begin SUPPLIED DATA

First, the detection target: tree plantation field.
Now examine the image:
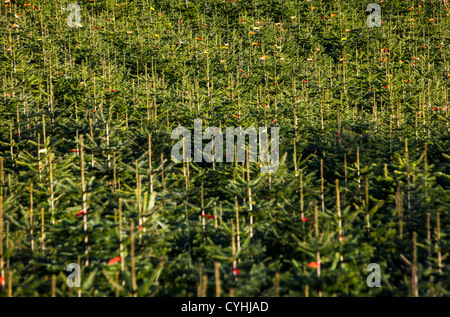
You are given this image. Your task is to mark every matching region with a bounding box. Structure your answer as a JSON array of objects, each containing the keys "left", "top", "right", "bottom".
[{"left": 0, "top": 0, "right": 450, "bottom": 297}]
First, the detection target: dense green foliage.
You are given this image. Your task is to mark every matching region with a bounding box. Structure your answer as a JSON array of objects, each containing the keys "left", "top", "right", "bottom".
[{"left": 0, "top": 0, "right": 450, "bottom": 296}]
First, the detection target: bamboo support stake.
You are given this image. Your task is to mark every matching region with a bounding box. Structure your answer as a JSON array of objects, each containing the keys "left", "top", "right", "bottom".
[
  {"left": 231, "top": 219, "right": 237, "bottom": 280},
  {"left": 234, "top": 196, "right": 241, "bottom": 252},
  {"left": 80, "top": 135, "right": 89, "bottom": 266},
  {"left": 30, "top": 183, "right": 34, "bottom": 253},
  {"left": 405, "top": 138, "right": 411, "bottom": 213},
  {"left": 8, "top": 270, "right": 12, "bottom": 297},
  {"left": 48, "top": 155, "right": 55, "bottom": 225},
  {"left": 411, "top": 232, "right": 419, "bottom": 297},
  {"left": 436, "top": 212, "right": 442, "bottom": 273},
  {"left": 197, "top": 258, "right": 203, "bottom": 297},
  {"left": 314, "top": 205, "right": 320, "bottom": 277},
  {"left": 274, "top": 272, "right": 280, "bottom": 297},
  {"left": 214, "top": 262, "right": 221, "bottom": 297},
  {"left": 200, "top": 180, "right": 206, "bottom": 235},
  {"left": 0, "top": 157, "right": 5, "bottom": 186},
  {"left": 356, "top": 146, "right": 361, "bottom": 201},
  {"left": 246, "top": 146, "right": 253, "bottom": 238},
  {"left": 366, "top": 177, "right": 370, "bottom": 230},
  {"left": 395, "top": 182, "right": 403, "bottom": 239},
  {"left": 41, "top": 208, "right": 45, "bottom": 250},
  {"left": 52, "top": 274, "right": 56, "bottom": 297},
  {"left": 202, "top": 274, "right": 208, "bottom": 297},
  {"left": 320, "top": 159, "right": 325, "bottom": 212},
  {"left": 131, "top": 221, "right": 137, "bottom": 297},
  {"left": 300, "top": 169, "right": 305, "bottom": 220},
  {"left": 119, "top": 198, "right": 125, "bottom": 272},
  {"left": 0, "top": 193, "right": 5, "bottom": 290},
  {"left": 149, "top": 133, "right": 155, "bottom": 193}
]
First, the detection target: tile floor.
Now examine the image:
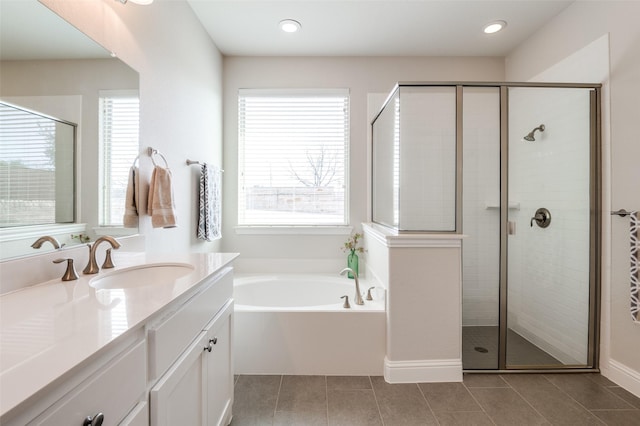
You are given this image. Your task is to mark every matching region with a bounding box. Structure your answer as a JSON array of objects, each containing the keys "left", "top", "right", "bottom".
[{"left": 231, "top": 373, "right": 640, "bottom": 426}]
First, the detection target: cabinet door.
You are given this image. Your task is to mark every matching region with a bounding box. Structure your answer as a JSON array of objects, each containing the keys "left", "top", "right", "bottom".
[
  {"left": 205, "top": 304, "right": 233, "bottom": 426},
  {"left": 149, "top": 331, "right": 208, "bottom": 426}
]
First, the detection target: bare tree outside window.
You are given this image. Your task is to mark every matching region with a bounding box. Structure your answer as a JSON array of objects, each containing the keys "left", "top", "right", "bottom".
[{"left": 289, "top": 145, "right": 338, "bottom": 188}]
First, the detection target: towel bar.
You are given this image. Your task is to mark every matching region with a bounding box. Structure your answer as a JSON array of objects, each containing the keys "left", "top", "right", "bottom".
[
  {"left": 187, "top": 159, "right": 224, "bottom": 173},
  {"left": 611, "top": 209, "right": 631, "bottom": 217}
]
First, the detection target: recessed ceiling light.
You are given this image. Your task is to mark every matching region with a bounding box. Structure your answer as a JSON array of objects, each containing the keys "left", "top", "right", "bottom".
[
  {"left": 280, "top": 19, "right": 302, "bottom": 33},
  {"left": 484, "top": 21, "right": 507, "bottom": 34}
]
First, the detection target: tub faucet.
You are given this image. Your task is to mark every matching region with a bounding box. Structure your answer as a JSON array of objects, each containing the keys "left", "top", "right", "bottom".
[
  {"left": 340, "top": 268, "right": 364, "bottom": 305},
  {"left": 31, "top": 235, "right": 64, "bottom": 250},
  {"left": 82, "top": 235, "right": 120, "bottom": 274}
]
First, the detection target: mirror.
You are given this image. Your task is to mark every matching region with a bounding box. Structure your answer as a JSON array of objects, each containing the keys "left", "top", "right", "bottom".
[
  {"left": 0, "top": 0, "right": 139, "bottom": 260},
  {"left": 0, "top": 102, "right": 76, "bottom": 228}
]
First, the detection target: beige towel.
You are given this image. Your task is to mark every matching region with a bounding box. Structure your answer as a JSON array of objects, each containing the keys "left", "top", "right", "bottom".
[
  {"left": 147, "top": 166, "right": 176, "bottom": 228},
  {"left": 122, "top": 166, "right": 138, "bottom": 228}
]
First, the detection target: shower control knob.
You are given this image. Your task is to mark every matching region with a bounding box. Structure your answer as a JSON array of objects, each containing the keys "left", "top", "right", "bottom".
[
  {"left": 531, "top": 207, "right": 551, "bottom": 228},
  {"left": 82, "top": 413, "right": 104, "bottom": 426}
]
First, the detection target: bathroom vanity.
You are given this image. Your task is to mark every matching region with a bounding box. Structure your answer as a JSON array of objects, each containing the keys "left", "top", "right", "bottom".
[{"left": 0, "top": 253, "right": 237, "bottom": 426}]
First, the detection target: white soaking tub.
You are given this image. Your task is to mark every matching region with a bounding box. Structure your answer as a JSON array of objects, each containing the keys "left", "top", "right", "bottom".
[{"left": 233, "top": 274, "right": 386, "bottom": 375}]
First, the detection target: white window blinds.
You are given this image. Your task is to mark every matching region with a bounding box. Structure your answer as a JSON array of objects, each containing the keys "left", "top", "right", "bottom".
[
  {"left": 238, "top": 89, "right": 349, "bottom": 226},
  {"left": 100, "top": 91, "right": 140, "bottom": 226}
]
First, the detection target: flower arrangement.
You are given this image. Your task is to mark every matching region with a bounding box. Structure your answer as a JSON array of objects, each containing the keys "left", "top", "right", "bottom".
[{"left": 342, "top": 232, "right": 365, "bottom": 253}]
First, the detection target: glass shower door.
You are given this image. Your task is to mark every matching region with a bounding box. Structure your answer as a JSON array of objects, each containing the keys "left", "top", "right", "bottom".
[{"left": 501, "top": 87, "right": 595, "bottom": 369}]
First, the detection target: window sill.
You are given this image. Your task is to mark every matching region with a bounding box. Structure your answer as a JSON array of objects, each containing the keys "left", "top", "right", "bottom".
[
  {"left": 93, "top": 226, "right": 138, "bottom": 237},
  {"left": 235, "top": 225, "right": 353, "bottom": 235},
  {"left": 0, "top": 223, "right": 86, "bottom": 243}
]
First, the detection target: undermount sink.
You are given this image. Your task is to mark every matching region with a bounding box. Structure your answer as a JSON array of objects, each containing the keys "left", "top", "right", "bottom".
[{"left": 89, "top": 263, "right": 194, "bottom": 290}]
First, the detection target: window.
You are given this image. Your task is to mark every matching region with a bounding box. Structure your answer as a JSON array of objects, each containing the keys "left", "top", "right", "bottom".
[
  {"left": 100, "top": 90, "right": 140, "bottom": 226},
  {"left": 238, "top": 89, "right": 349, "bottom": 226}
]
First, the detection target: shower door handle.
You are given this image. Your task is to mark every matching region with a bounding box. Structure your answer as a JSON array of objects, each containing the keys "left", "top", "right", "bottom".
[{"left": 531, "top": 207, "right": 551, "bottom": 228}]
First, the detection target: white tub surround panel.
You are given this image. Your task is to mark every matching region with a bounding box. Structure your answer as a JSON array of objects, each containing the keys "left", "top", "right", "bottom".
[
  {"left": 363, "top": 224, "right": 464, "bottom": 383},
  {"left": 234, "top": 273, "right": 386, "bottom": 376},
  {"left": 0, "top": 252, "right": 237, "bottom": 424}
]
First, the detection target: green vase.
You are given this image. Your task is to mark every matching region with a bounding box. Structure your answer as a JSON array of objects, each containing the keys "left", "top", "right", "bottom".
[{"left": 347, "top": 250, "right": 360, "bottom": 279}]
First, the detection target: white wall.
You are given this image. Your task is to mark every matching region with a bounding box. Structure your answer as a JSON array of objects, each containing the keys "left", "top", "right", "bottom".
[
  {"left": 41, "top": 0, "right": 222, "bottom": 252},
  {"left": 506, "top": 1, "right": 640, "bottom": 395},
  {"left": 222, "top": 57, "right": 504, "bottom": 264}
]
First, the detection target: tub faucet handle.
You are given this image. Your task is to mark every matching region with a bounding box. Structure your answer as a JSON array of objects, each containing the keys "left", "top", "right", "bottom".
[
  {"left": 102, "top": 249, "right": 115, "bottom": 269},
  {"left": 340, "top": 294, "right": 351, "bottom": 309},
  {"left": 367, "top": 287, "right": 375, "bottom": 300}
]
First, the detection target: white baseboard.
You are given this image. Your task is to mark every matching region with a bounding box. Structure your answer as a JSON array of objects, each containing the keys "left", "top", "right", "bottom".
[
  {"left": 600, "top": 359, "right": 640, "bottom": 398},
  {"left": 384, "top": 357, "right": 462, "bottom": 383}
]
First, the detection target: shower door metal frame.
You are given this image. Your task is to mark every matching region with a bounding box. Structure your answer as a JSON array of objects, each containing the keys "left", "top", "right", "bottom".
[
  {"left": 371, "top": 81, "right": 602, "bottom": 373},
  {"left": 496, "top": 83, "right": 602, "bottom": 373}
]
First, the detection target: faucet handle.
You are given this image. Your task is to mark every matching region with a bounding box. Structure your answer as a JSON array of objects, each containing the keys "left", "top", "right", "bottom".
[
  {"left": 53, "top": 257, "right": 78, "bottom": 281},
  {"left": 367, "top": 287, "right": 375, "bottom": 300},
  {"left": 102, "top": 249, "right": 115, "bottom": 269},
  {"left": 340, "top": 294, "right": 351, "bottom": 309}
]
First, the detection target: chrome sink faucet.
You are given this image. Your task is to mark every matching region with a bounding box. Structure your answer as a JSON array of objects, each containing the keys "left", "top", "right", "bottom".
[
  {"left": 82, "top": 235, "right": 120, "bottom": 274},
  {"left": 31, "top": 235, "right": 64, "bottom": 250},
  {"left": 340, "top": 268, "right": 364, "bottom": 305}
]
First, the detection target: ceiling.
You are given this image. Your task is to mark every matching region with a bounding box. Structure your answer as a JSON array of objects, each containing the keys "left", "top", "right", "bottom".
[
  {"left": 0, "top": 0, "right": 109, "bottom": 60},
  {"left": 187, "top": 0, "right": 573, "bottom": 56}
]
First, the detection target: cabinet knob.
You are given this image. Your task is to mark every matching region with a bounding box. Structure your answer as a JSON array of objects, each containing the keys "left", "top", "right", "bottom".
[
  {"left": 82, "top": 413, "right": 104, "bottom": 426},
  {"left": 204, "top": 337, "right": 218, "bottom": 352}
]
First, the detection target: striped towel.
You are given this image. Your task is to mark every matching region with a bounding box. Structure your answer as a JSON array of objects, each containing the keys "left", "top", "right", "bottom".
[
  {"left": 629, "top": 211, "right": 640, "bottom": 322},
  {"left": 198, "top": 163, "right": 222, "bottom": 241}
]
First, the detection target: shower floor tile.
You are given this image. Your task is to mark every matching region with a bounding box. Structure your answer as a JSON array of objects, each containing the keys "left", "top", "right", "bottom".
[{"left": 462, "top": 326, "right": 562, "bottom": 370}]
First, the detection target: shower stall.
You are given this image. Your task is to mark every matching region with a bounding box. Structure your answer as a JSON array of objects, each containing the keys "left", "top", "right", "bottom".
[{"left": 372, "top": 82, "right": 601, "bottom": 371}]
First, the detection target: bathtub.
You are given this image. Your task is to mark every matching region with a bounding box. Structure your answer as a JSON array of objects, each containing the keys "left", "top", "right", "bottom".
[{"left": 233, "top": 274, "right": 386, "bottom": 375}]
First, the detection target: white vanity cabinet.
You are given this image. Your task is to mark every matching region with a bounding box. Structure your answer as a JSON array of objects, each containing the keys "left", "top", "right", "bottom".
[
  {"left": 149, "top": 302, "right": 233, "bottom": 426},
  {"left": 0, "top": 253, "right": 237, "bottom": 426},
  {"left": 28, "top": 341, "right": 146, "bottom": 426},
  {"left": 148, "top": 268, "right": 233, "bottom": 426}
]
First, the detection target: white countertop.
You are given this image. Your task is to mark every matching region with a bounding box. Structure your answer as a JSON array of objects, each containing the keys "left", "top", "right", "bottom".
[{"left": 0, "top": 251, "right": 238, "bottom": 416}]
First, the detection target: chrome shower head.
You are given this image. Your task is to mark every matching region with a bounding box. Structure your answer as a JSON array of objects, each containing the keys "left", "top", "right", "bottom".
[{"left": 524, "top": 124, "right": 544, "bottom": 142}]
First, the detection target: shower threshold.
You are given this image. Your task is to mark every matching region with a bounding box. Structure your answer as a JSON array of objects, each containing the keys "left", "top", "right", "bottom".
[{"left": 462, "top": 326, "right": 595, "bottom": 372}]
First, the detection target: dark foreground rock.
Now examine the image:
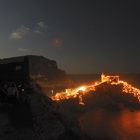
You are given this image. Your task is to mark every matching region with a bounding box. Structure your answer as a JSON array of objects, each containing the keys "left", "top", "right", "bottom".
[{"left": 0, "top": 85, "right": 88, "bottom": 140}]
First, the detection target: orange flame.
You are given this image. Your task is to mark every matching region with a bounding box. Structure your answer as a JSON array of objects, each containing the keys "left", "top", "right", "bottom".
[{"left": 52, "top": 74, "right": 140, "bottom": 105}]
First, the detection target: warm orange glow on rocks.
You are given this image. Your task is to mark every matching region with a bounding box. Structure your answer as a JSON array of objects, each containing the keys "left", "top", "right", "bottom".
[{"left": 52, "top": 74, "right": 140, "bottom": 105}]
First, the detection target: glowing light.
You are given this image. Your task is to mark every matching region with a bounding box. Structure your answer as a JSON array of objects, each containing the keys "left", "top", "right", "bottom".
[{"left": 52, "top": 74, "right": 140, "bottom": 105}]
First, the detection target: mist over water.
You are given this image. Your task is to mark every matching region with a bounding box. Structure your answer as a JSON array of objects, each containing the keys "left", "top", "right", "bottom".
[{"left": 80, "top": 110, "right": 140, "bottom": 140}]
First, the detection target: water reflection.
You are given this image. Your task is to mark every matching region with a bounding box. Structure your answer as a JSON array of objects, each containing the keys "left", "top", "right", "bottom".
[{"left": 80, "top": 110, "right": 140, "bottom": 140}]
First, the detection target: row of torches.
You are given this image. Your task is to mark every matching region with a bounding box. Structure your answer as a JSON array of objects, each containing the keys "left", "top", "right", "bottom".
[{"left": 51, "top": 74, "right": 140, "bottom": 105}]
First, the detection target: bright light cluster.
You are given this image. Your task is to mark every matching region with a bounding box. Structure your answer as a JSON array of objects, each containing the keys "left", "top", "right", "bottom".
[{"left": 52, "top": 74, "right": 140, "bottom": 105}]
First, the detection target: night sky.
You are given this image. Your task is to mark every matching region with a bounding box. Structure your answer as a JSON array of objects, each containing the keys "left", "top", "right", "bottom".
[{"left": 0, "top": 0, "right": 140, "bottom": 74}]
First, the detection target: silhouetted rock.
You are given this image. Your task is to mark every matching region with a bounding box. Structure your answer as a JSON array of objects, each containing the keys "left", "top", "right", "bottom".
[{"left": 0, "top": 85, "right": 87, "bottom": 140}]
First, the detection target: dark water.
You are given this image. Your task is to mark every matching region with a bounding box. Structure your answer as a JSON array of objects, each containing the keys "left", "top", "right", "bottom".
[{"left": 80, "top": 110, "right": 140, "bottom": 140}]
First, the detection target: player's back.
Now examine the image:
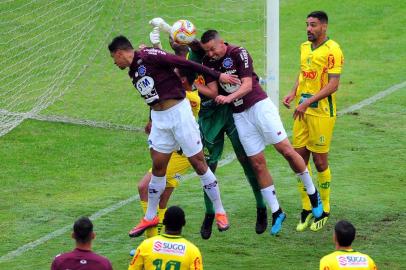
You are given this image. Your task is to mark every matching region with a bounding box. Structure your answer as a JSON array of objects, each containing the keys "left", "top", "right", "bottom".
[
  {"left": 128, "top": 234, "right": 203, "bottom": 270},
  {"left": 320, "top": 249, "right": 378, "bottom": 270}
]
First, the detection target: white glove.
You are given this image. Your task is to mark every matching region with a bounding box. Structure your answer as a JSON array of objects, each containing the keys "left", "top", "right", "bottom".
[
  {"left": 149, "top": 17, "right": 172, "bottom": 34},
  {"left": 149, "top": 27, "right": 161, "bottom": 46}
]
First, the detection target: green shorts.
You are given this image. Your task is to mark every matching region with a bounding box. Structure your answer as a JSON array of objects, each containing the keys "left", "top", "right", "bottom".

end SUPPLIED DATA

◆ OBJECTIVE ◆
Echo back, word for word, the stretch of lines from the one containing "First, the detection target: white glove." through the end of the records.

◆ SOLUTION FOR THIS PROBLEM ◆
First, the detection target: white glove.
You are given this image. Your task is to mark every matching region with a bounding box. Structure your answer as a JSON array of objects, each containing the keys "left", "top", "right", "bottom".
[
  {"left": 149, "top": 17, "right": 172, "bottom": 34},
  {"left": 149, "top": 27, "right": 161, "bottom": 46}
]
First, the detection target: green shorts.
You are given this image. Your task is to mark every matching region with a bounding box. Structure your answer as a JSON array of objects, each containing the keys "left", "top", "right", "bottom".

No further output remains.